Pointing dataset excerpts
* * * * *

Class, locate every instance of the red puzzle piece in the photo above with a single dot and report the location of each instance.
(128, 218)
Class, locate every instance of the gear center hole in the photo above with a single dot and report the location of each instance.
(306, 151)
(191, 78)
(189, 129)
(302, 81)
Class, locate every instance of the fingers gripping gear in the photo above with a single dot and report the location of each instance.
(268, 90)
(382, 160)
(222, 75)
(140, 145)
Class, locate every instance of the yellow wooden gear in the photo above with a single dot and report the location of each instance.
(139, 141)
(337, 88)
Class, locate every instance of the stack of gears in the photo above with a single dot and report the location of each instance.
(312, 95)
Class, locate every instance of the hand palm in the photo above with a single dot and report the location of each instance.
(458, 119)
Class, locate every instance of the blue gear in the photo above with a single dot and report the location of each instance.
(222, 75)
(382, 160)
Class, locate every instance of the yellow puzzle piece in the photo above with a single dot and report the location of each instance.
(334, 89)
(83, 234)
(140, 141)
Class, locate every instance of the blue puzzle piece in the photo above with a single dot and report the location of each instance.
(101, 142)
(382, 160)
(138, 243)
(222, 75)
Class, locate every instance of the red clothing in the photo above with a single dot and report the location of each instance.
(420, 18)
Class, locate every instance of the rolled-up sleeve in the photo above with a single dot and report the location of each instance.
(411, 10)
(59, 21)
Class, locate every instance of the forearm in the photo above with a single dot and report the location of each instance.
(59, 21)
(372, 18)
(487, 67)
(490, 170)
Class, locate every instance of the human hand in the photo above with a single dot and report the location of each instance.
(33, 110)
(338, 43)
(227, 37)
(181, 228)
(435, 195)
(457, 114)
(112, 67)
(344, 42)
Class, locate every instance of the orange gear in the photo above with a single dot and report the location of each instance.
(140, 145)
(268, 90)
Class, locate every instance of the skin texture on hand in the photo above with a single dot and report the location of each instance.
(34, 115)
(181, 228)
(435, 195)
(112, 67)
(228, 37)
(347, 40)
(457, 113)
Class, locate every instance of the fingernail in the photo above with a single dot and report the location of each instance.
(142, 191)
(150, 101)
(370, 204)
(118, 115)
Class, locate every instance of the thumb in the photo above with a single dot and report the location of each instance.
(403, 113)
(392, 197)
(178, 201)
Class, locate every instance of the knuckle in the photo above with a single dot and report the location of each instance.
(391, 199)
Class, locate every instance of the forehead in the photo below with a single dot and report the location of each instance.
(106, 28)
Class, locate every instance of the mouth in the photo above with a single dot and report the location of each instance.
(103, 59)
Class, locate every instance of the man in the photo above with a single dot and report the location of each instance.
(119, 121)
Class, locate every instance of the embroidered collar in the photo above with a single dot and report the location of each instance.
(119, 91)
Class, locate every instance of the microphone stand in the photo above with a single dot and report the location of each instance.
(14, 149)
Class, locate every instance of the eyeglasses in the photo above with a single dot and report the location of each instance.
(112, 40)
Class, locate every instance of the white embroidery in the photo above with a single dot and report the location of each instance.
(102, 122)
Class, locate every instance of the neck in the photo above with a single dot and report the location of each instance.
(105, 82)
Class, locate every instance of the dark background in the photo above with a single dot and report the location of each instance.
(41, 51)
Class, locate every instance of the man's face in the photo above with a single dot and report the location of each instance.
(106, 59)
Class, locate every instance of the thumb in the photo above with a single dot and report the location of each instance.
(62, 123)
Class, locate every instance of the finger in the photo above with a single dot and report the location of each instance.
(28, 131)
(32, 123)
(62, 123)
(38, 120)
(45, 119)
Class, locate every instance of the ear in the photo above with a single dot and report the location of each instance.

* * * * *

Request:
Faithfully reproduce all of the records, character for character.

Finished exercise:
Class, locate every instance of the red puzzle piece in the photo above with a single dot and report the location of each instance.
(128, 218)
Class, locate every instance of the gear center hole in the photo above with a single dot and report the location of each instance.
(306, 151)
(191, 78)
(189, 129)
(302, 81)
Class, locate every instance of the fingers gripping gear in the photo above with a single dot and report the location of each instance.
(268, 90)
(382, 160)
(222, 75)
(140, 145)
Class, locate every instance of the yellow wooden gear in the photo above with a single dot and report the location of each instance.
(139, 141)
(337, 88)
Class, locate every instance of the stack of gears in the photo above with a single dot and report the location of each instance.
(312, 95)
Class, locate every instance of the hand palm in the photo above with a single dot and report the location of each instance.
(458, 119)
Class, locate every instance of the blue gear in the photo above with a single dot and report the location of each instance.
(222, 75)
(382, 160)
Class, locate every instance of the yellow puzzle piece in the photo above with a single dot and report the location of each instance.
(334, 89)
(83, 234)
(140, 141)
Class, locate every instance of the blue puzzle piece in the photo above with a single dot and report the location of each instance.
(101, 142)
(382, 160)
(138, 243)
(222, 75)
Class, locate every instance of the red clothing in the photo above with a single dot and report the location of each instance.
(420, 18)
Class, locate every instance of the rolled-up sleeve in the photo above with a single dot and report the location of each instance.
(411, 10)
(59, 21)
Class, locate every instance of the forearm in the photo above with a single dot and report the location of each instance.
(59, 21)
(372, 18)
(487, 67)
(490, 170)
Class, locate every instance of the human hand in the photo above with a single dot and report the location of each instance.
(33, 110)
(338, 43)
(227, 37)
(181, 228)
(435, 195)
(457, 114)
(112, 67)
(344, 42)
Class, locate every instance of the orange gear in the photo above with a single dot and report the location of each instance.
(140, 145)
(268, 90)
Class, locate every instance of the skin texture on hand in the photo above with a single dot and report the location of each instance.
(34, 115)
(181, 228)
(435, 195)
(112, 67)
(228, 37)
(347, 40)
(457, 113)
Class, locate every instance of the fingernail in the photo above with a single dot and report the location of each instance.
(142, 191)
(150, 101)
(370, 204)
(118, 115)
Class, locate every instance of the thumb in the photo above with a single dot and report the location of each instance.
(403, 113)
(392, 197)
(178, 201)
Class, locate every instance of the knuckle in the photo above with a single dot and report the location of each instance.
(391, 199)
Class, locate every instance of the forehead in the photo below with a single dot and report the location of each instance.
(106, 28)
Class, locate every instance of the mouth in the photo above with a single dot and report the location of each instance.
(103, 59)
Class, locate every instance of the man in the photo above with a single dot and report the location of each instance.
(119, 121)
Class, locate every instance of the embroidered collar in the photo above with a single dot and report the location of each instance.
(119, 91)
Class, locate every instance of the microphone stand in the photo above with a single dot and report the location of each instance.
(14, 149)
Class, locate every instance of the eyeglasses in the photo above with a single dot and report the location of each instance.
(112, 40)
Class, locate every instance of the white embroidery in the photo above with a single dot and report the location of each instance.
(102, 122)
Class, locate every instance of the neck in the photo above with a single dot and report the location of each instance.
(105, 82)
Class, locate every instance of the dark background in the photo above with a single dot and report the location of each instance.
(41, 51)
Class, locate every instance of the man's face in the photo above with a single dot and report the location of each instance.
(106, 59)
Class, locate every instance of the thumb in the photo above with a single dot and report the location of each instance.
(62, 123)
Class, locate every instance of the finger in the photo above with a single dot and report the location of each instance.
(28, 131)
(32, 123)
(62, 123)
(38, 120)
(45, 119)
Class, locate every instance of the ear in the photo above with a single dot and report the location of each instance.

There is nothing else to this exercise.